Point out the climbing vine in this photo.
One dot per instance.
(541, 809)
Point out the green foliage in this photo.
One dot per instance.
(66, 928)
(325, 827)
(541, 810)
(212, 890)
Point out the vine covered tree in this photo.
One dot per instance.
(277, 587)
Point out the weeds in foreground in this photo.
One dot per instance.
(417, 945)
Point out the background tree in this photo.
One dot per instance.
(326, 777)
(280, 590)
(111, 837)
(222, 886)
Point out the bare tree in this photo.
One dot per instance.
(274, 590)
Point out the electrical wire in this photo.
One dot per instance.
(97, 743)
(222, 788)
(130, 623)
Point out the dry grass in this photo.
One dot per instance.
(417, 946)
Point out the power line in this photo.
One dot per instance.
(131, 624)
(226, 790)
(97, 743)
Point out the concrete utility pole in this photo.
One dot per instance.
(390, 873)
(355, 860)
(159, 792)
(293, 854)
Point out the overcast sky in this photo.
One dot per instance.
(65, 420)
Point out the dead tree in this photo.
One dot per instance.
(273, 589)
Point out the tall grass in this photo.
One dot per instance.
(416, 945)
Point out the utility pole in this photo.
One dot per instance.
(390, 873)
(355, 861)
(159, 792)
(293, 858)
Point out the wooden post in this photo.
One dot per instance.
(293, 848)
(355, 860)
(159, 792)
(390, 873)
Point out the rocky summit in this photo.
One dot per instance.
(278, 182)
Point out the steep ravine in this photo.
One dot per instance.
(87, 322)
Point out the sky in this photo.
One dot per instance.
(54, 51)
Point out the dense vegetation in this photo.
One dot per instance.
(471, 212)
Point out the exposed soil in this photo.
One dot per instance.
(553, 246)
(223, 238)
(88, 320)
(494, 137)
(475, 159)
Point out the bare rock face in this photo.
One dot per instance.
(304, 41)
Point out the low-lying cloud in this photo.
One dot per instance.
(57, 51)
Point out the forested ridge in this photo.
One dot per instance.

# [Task instructions]
Quote exactly the line containing "Point out the steep ravine in this photo." and every later line through the end of the listing, and no other lines.

# [Exercise response]
Point out the steep ravine in this photo.
One dot per instance.
(87, 322)
Point out the sky in this photo.
One dot per instance.
(54, 51)
Point out the dense vegetation in this photo.
One dot per instance.
(471, 212)
Point out the exposed soil in this photo.
One dot per instance.
(553, 246)
(223, 238)
(88, 320)
(494, 137)
(475, 159)
Point out the bare rock face in this photo.
One dot per instance.
(304, 41)
Point out the low-lying cloud in this photo.
One dot per instance.
(57, 51)
Point out the forested ridge in this photo.
One dot per instance.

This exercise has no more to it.